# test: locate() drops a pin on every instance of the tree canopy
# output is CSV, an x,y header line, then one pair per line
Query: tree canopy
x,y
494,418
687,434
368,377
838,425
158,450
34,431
===============
** TASK DIRECTIONS **
Retype nothing except the lines from the line holding "# output is" through the last line of the entries, both included.

** FINAL ANSWER **
# output is CSV, an x,y header line, then one pair per line
Query: tree canopy
x,y
494,418
687,434
368,377
838,425
158,450
34,431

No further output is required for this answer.